*Reading passage*.
----------

The final value that our Decision Tree algorithm will use is called the information gain. The formula of information gain is:

IG = H(p_m)_{root} - H(p_m)_{weighted}

where H(p_m)_root is the overall entropy of our dataset at the root. In our example, we have ten entries in total, five of which being mangoes. Because of that, we can define the entropy function at root as:

H(p_m)_{root} = H(\frac{5}{10}) = 1

Now that we have the entropy function for our root node, we can compute the information gain for ‘shape’ feature as follows:

IG = 1 - 0.72 = 0.28

With a similar approach, we finally get the information gain for all of the features as can be seen in the following visualization:

Information gain for all features in Decision Tree algorithm

The same learning process will be repeated in the next level with the other features (taste and color) until one of the criteria that we have set in advance has been fulfilled, such as:

When a node consists of only one class (perfect separation between data points with different classes)
When further splitting of a Decision Tree will violate the maximum depth of the tree that we set in advance
When the improvement in the information gain is below the threshold value
When the number of data points in a node is not enough or below the threshold value

Decision Tree Code Implementation

Now that we know about the Decision Tree learning process, let’s implement it in code with the exact same data as we have above. To build and train the Decision Tree model, we will use the scikit-learn library. In the end, we will visualize the decision logic of our model.

----------

*Material shown*.
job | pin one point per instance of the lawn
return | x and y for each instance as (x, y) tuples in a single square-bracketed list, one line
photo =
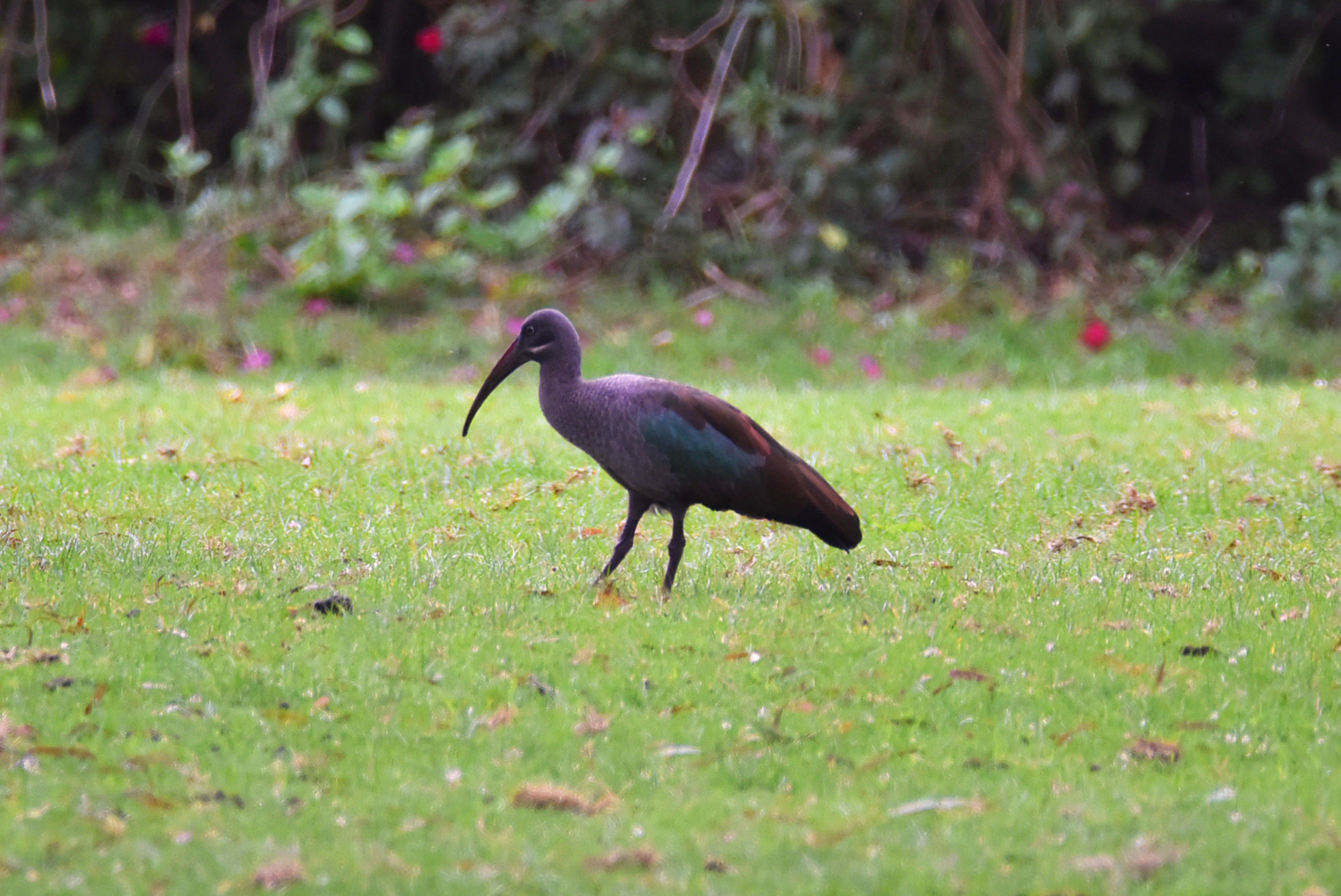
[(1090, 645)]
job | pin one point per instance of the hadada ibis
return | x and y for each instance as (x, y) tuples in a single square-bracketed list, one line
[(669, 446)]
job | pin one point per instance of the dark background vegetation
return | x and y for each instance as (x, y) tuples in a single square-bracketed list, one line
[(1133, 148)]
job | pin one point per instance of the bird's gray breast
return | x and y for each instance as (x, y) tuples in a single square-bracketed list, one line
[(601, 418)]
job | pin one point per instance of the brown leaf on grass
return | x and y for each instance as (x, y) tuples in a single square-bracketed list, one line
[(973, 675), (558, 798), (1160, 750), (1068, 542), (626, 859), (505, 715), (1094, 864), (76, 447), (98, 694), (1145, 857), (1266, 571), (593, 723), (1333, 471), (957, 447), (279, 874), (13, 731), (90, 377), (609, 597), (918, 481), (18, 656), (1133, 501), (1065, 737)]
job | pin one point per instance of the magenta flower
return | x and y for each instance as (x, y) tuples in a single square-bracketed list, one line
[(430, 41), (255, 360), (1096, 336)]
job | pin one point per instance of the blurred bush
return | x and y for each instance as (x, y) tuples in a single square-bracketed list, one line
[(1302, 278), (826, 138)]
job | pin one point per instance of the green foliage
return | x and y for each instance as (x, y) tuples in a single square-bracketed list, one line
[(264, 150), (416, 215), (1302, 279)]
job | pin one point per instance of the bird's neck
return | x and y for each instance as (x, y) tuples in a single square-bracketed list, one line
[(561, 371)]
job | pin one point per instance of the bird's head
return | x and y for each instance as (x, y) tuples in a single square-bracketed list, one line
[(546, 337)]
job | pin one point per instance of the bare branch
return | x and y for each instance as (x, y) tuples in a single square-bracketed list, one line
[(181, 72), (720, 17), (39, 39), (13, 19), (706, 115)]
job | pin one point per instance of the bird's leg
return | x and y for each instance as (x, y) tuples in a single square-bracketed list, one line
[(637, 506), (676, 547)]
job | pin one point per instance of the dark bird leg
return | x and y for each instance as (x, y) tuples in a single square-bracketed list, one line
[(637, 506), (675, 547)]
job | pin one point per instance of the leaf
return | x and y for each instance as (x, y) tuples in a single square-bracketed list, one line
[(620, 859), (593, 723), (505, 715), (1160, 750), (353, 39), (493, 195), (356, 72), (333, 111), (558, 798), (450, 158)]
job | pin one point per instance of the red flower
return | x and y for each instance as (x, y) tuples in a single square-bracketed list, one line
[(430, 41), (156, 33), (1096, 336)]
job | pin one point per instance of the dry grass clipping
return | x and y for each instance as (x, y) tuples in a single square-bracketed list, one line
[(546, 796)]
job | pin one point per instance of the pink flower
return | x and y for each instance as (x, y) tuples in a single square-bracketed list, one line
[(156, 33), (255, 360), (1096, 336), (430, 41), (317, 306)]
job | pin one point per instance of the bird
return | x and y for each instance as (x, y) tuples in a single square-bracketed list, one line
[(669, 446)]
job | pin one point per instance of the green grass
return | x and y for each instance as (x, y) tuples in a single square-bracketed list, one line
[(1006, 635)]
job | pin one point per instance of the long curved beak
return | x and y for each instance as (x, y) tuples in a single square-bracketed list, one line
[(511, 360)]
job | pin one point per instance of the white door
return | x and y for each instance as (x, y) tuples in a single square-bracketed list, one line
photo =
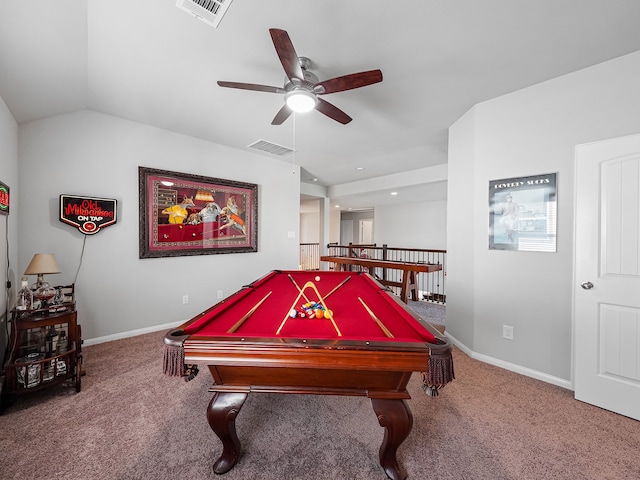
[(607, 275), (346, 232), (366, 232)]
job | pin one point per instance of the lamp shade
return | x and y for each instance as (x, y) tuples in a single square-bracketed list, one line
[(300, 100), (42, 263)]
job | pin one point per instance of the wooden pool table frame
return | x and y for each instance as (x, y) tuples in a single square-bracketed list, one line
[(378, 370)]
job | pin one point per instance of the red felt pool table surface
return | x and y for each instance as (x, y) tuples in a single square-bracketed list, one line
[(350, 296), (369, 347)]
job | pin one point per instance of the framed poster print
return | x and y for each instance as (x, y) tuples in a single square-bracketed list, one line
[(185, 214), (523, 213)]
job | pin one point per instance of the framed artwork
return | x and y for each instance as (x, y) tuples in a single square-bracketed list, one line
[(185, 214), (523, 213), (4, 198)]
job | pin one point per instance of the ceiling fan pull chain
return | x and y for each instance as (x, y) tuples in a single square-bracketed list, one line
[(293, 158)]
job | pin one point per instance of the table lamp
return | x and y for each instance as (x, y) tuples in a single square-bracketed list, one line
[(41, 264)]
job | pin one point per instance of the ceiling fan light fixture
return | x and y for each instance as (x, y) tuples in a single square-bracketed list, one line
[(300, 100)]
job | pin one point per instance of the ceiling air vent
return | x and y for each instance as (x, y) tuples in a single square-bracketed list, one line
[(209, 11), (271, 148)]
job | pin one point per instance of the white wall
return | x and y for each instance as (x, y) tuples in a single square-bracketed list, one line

----------

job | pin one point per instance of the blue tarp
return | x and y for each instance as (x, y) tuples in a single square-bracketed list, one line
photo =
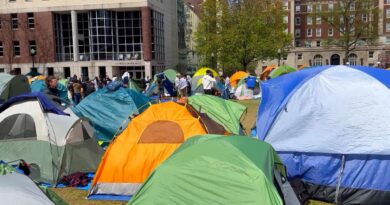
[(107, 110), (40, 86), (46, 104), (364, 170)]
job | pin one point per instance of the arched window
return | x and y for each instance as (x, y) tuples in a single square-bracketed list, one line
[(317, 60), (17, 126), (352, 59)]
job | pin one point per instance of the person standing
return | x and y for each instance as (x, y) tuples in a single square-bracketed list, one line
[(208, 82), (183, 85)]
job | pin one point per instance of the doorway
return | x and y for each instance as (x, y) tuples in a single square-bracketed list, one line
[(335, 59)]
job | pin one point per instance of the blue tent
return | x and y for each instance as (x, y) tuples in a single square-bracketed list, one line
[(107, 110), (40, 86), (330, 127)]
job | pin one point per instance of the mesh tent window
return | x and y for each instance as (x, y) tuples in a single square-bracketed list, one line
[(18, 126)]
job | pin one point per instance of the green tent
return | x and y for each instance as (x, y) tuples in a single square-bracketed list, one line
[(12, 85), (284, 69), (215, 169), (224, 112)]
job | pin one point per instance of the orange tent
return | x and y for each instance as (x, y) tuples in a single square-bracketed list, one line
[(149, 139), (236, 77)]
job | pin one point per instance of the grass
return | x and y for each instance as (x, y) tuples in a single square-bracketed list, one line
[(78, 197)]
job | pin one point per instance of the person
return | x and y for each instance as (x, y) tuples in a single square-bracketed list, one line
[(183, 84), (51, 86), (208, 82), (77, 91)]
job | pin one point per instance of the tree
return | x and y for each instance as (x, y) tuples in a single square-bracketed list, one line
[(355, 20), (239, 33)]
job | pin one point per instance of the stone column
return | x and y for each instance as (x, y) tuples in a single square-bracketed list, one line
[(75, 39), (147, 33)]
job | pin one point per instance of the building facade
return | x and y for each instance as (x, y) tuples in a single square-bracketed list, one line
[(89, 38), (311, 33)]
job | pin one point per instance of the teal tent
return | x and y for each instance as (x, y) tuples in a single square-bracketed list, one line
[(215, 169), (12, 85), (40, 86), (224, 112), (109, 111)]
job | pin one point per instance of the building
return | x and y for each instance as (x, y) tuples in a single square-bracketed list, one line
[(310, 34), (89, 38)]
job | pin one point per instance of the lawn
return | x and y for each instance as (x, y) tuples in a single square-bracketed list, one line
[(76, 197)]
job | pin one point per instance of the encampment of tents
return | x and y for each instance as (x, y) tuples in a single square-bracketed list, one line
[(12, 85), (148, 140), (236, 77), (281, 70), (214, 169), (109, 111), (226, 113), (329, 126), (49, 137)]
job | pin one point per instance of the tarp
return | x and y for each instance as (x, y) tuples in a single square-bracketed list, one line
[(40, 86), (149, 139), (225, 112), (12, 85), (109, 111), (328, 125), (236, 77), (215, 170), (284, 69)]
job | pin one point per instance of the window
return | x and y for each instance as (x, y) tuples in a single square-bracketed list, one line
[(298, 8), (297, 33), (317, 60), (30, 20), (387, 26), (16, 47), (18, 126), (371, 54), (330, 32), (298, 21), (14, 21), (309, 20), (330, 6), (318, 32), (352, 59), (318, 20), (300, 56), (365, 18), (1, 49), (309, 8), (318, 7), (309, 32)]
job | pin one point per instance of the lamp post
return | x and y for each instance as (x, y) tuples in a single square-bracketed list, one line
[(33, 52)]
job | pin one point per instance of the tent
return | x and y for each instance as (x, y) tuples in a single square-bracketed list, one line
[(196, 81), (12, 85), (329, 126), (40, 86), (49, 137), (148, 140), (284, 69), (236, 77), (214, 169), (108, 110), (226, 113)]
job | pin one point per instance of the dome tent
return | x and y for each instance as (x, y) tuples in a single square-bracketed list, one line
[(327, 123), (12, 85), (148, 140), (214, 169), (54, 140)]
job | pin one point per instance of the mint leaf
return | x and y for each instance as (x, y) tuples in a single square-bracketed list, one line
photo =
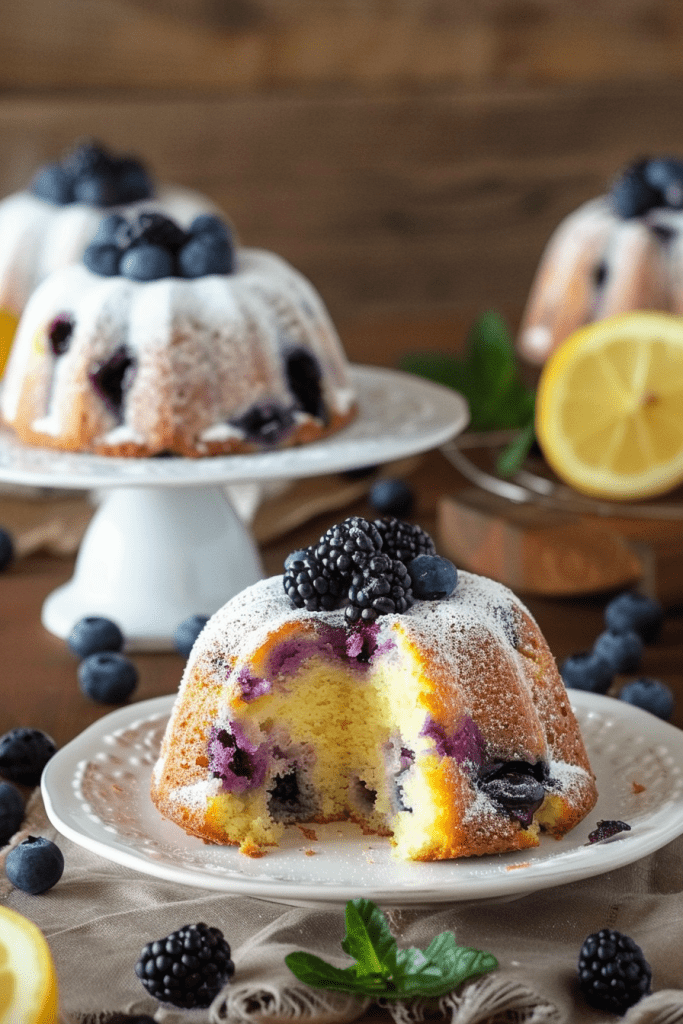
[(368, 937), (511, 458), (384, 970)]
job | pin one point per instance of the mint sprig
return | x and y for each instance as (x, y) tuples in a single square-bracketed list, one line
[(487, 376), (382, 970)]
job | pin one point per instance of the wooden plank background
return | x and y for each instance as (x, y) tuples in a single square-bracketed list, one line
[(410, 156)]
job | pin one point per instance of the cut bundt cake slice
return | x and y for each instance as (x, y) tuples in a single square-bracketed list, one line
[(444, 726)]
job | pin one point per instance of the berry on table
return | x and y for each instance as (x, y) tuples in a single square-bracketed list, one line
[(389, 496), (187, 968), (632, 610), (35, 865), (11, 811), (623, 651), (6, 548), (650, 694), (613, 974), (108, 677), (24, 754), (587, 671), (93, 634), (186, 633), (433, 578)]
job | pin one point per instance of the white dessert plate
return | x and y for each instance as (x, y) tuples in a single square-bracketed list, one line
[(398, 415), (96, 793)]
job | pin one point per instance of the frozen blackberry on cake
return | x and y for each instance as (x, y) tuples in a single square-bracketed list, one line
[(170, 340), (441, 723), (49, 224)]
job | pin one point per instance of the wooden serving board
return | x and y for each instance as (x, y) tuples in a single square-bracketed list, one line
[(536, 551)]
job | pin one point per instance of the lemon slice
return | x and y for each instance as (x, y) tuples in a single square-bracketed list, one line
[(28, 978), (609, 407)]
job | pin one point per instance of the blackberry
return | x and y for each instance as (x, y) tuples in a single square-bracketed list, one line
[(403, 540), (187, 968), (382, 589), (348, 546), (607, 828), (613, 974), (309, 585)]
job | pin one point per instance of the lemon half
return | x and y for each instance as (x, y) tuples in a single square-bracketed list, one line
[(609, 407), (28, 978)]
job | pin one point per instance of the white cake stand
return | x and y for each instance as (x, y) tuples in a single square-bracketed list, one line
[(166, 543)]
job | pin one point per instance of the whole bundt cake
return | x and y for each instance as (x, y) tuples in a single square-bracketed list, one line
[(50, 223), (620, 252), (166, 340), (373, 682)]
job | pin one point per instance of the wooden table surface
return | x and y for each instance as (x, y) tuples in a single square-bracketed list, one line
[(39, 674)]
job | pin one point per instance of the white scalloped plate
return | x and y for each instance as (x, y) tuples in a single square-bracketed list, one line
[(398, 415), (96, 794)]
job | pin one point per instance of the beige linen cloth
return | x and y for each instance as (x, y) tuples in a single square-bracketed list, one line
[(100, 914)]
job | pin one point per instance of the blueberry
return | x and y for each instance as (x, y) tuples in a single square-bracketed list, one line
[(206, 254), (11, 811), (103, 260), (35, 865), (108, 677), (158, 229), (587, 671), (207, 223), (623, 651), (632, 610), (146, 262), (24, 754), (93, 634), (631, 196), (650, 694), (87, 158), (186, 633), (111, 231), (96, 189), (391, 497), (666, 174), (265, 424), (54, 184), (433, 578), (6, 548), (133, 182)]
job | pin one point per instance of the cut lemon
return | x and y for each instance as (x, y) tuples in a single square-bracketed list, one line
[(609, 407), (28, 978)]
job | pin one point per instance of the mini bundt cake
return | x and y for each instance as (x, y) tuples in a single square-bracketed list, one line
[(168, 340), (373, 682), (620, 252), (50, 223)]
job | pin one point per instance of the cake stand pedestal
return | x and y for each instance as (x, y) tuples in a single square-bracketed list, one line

----------

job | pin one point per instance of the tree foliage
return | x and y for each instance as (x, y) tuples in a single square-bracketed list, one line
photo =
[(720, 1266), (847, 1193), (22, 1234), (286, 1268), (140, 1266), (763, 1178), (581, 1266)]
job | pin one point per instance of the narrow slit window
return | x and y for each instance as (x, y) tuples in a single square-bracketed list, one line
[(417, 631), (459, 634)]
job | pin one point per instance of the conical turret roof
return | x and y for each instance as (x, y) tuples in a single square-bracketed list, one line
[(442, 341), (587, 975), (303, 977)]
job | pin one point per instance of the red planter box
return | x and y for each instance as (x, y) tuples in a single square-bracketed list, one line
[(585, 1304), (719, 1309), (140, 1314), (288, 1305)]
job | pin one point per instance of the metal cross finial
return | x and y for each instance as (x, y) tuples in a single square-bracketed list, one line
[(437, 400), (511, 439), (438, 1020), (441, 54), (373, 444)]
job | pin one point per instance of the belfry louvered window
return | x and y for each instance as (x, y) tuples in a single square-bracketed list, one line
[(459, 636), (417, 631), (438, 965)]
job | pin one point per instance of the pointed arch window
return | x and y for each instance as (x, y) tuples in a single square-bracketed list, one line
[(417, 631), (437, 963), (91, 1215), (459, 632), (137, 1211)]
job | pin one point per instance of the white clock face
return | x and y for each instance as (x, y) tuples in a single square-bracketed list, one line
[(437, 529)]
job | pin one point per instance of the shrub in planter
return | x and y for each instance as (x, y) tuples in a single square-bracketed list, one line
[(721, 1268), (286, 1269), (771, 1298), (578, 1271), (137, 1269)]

----------

*Tasks for this exercise*.
[a] From the decision tree passage, repeat word for word the part that opens with the words containing "IG = 1 - 0.72" and closes with "with different classes)".
[b] In the decision tree passage, which library is used to build and train the Decision Tree model?
[c] Pick up the decision tree passage after its final sentence and write the next part.

*Answers to the exercise*.
[a]
IG = 1 - 0.72 = 0.28

With a similar approach, we finally get the information gain for all of the features as can be seen in the following visualization:

Information gain for all features in Decision Tree algorithm

The same learning process will be repeated in the next level with the other features (taste and color) until one of the criteria that we have set in advance has been fulfilled, such as:

When a node consists of only one class (perfect separation between data points with different classes)

[b] The scikit-learn library.

[c]
First, we can create our data as shown below:

import pandas as pd

shape = ['round', 'oval', 'round', 'round', 'oval', 'round', 'round', 'oval', 'oval', 'oval']
colour = ['orange', 'green', 'green', 'orange', 'green', 'green', 'green', 'green', 'orange', 'orange']
taste= ['sweet', 'sweet', 'sweet', 'sour','sweet', 'sweet', 'sour', 'sour', 'sweet', 'sweet']

label = ['orange','mango','orange', 'orange','mango', 'orange', 'mango', 'mango', 'mango', 'orange']

data = {'shapes': shape, 'colour': colour, 'taste': taste}
df_features = pd.DataFrame(data=data)

Each entry of our data is in a string format (‘sweet’, ‘round’, ‘green’), and we need to transform each of them into a numeric value, as an example, ‘sweet’ would be 0 and ‘sour’ would be 1 so that they can be used as features for our Decision Tree model.

shape = pd.DataFrame(df_features.shapes.replace(['round','oval'],[0,1]))
colour = pd.DataFrame(df_features.colour.replace(['orange','green'],[0,1]))
taste = pd.DataFrame(df_features.taste.replace(['sour','sweet'],[0,1]))
df_features = pd.concat([shape, colour, taste], axis=1)

Next let’s build and train our model with the scikit learn library. We literally only need to few lines of code to do these two things:

from sklearn.tree import DecisionTreeClassifier, plot_tree

decision_tree = DecisionTreeClassifier(random_state=2, criterion='entropy')
decision_tree.fit(df_features, label)

And that’s basically it.

Now that we have trained our model, we can visualize the decision logic of how it splits our feature with the following code:

fig, ax = plt.subplots(figsize=(12, 9))
plot_tree(decision_tree, ax= ax, feature_names=['shape','colour','taste'])
plt.show()

Decision Tree Algorithm Code Implementation

As you can see above, our Decision Tree model used the ‘shape’ feature to split our data in the root node. And this is totally expected as we also found out by computing manually that the ‘shape’ feature will result in the best information gain for our model in the root node compared to other features. From the visualization, this feature has an entropy of 0.722, exactly the same as what we have manually computed in the previous section.

Decision Tree for Multiclass Categorical Feature

In our example about fruit classification above, all of our features can be classified as binary features, i.e., each of them only has two possible values. However, what if our features have more than two possible values? What if in our ‘color’ feature, we don’t only have green and orange as the option, but also red, as an example.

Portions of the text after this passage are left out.